** Requirements **
Transcribe all of the material exactly.

------------------------------------------------

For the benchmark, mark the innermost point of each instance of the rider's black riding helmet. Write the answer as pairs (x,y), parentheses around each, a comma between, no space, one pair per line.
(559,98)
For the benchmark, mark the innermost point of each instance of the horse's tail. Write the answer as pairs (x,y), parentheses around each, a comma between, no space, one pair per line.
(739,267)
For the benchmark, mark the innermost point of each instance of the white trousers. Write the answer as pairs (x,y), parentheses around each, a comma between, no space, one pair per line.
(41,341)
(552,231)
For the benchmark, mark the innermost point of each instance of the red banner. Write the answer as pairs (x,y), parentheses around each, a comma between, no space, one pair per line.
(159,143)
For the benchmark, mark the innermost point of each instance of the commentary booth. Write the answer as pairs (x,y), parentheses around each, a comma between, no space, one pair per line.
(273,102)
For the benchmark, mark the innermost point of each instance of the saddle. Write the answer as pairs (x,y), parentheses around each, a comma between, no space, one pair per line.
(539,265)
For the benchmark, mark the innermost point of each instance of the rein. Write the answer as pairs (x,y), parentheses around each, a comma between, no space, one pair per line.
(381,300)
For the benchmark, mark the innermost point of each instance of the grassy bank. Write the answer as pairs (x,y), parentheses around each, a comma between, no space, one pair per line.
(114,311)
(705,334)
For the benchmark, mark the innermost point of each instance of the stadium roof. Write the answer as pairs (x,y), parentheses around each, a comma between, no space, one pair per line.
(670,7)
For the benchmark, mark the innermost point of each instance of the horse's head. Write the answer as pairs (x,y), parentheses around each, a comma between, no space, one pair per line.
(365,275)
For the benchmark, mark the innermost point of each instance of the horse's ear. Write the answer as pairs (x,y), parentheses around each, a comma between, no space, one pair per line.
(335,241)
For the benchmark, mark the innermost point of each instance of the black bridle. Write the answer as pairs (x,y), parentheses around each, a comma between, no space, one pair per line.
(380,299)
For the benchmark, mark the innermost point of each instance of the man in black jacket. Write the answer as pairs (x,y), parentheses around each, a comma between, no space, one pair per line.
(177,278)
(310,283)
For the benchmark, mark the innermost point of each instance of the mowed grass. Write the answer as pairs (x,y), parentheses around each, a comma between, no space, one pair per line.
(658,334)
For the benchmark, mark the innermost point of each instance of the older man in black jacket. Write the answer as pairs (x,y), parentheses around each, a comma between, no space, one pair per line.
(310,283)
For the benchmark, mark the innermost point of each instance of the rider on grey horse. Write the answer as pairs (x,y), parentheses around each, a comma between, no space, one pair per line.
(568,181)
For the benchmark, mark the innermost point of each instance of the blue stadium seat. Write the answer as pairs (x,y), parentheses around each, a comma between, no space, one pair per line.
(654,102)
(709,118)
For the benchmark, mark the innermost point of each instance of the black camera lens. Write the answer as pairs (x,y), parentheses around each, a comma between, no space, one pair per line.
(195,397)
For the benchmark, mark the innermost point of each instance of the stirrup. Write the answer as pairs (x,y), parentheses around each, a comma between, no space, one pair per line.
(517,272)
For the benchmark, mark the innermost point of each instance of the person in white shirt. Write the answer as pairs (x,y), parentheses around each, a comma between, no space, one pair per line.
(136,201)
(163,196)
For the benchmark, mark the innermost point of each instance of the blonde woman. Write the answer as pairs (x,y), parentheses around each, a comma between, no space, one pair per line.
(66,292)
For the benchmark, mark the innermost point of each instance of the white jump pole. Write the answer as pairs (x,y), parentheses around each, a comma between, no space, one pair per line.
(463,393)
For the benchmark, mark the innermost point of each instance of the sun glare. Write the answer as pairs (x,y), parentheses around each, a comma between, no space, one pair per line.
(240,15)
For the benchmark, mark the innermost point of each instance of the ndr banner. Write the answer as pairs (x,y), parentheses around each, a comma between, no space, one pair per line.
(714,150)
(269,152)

------------------------------------------------

** Solved exercise **
For the benchmark, mark the innermost point of each instance of the rider's black riding helmet. Write the answer as pairs (x,y), parentheses around each, a comma between, no space, one pair per line.
(559,98)
For the benchmark, mark the innermost point of each instance of the horse's tail. Write the answer as pairs (x,y), parentheses around each, a comma between, no space, one pair per line.
(739,267)
For the benchmark, mark the innermost point of each instance of the white trousers. Write the answer as pairs (x,y), parentheses around each, a comma between, no space, one pair per line.
(41,341)
(552,231)
For the benchmark, mark the innermost point of each instance of the red banner. Write the answer as pairs (x,y), parentheses around each, a comma between, no space, one pair per line.
(159,143)
For the benchmark, mark the innermost point of each instance of the commentary booth. Write the answer as pairs (x,y), parentheses around each, a comma between, no space, one pair per line.
(273,102)
For the benchmark, mark the innermost point of each instance of the saddle. Write the answer as pairs (x,y), parentheses around each, a comma between, no space, one pair per line.
(539,265)
For the benchmark, mark the innermost point of each instance of the rein. Write the answer as pairs (x,y), parentheses around each, a comma between, no space, one pair per line.
(381,300)
For the benchmark, mark the innermost point of each instance of the grassy bank. Write the answer as pairs (x,y), parentheses around each, a comma between, no space, one pair per line.
(114,311)
(705,334)
For the benchmark, mark the innermost point of each instance of the stadium roof. Write the answer as pairs (x,y), parentheses around each, a comma between, no space, one pair per line.
(670,7)
For the benchmark, mark the innermost point of each instance of the horse's head. Write the answer as pairs (x,y), parentheses around each, a comma between, no space, one pair per line.
(365,275)
For the benchmark, mark the innermost point of each instance of the horse's ear. Write the answer as pairs (x,y), parentheses around each, a comma between, no space, one pair per line.
(335,241)
For the benchmark, mark the innermost point of each instance of the black bridle. Write the answer as pairs (x,y), parentheses around each, a comma between, no space, one pair per line.
(380,299)
For the benchmark, mark the innermost point of each instance of the man in black jacket. Write the answer as pairs (x,y), parentheses around each, a comma between, no space, one pair per line.
(177,278)
(310,283)
For the benchmark, mark the innermost point of each instance of the mowed grass. Write the answer as pairs (x,y), parentheses around each, a comma between, no space, one pair per line.
(658,334)
For the benchmark, mark the innermost point of each instance of the older man in black jacket. Write the answer as pairs (x,y), parentheses around each, a comma between, no space, one pair per line.
(310,283)
For the benchmark, mark the innermost point of each instance of the rider on grey horse. Write the answer as pairs (x,y), parentheses around each, a comma between, no space, one pair per line.
(568,181)
For the benchmark, mark the innermost point of each instance of the blue stadium seat. Write the answer as pairs (x,y), parentheses around each, a comma between, no space, one pair per line.
(654,102)
(709,118)
For the benchmark, mark the innermost point of each instance of the black camera lens. Write the answer as pairs (x,y), parentheses around each, a comma between, no space, one pair per line.
(195,397)
For the benchmark, mark the innermost point of each instance of the stirrup. Write the answer as pairs (x,y), parentheses around each, a comma between, no space, one pair per line.
(517,272)
For the benchmark, mark the innermost point of each instance of the person in white shirt. Write the answer as pairs (x,y), parentheses around each, a comma between, no space, one pair per line.
(136,201)
(163,196)
For the benchmark, mark the innermost point of each instance of the blonde woman. Write the answer as pairs (x,y), parentheses around each, a comma between, no space, one pair per line.
(66,292)
For the benchmark, mark the innermost point of each instance of the white jump pole. Write the answer as pairs (x,y), parentheses around each, a comma between, no space, one pair per line.
(463,393)
For the benchmark, mark the innermost point of each instance of the sun glare. Write the answer as pairs (x,y), parentheses around each, a comma between, no space, one pair per line.
(240,15)
For the benchmark, mark the innermost point of each instance of the ndr banner. Write the answer as pairs (x,y), parentheses around each, a comma between, no space, one pair per line.
(714,150)
(269,152)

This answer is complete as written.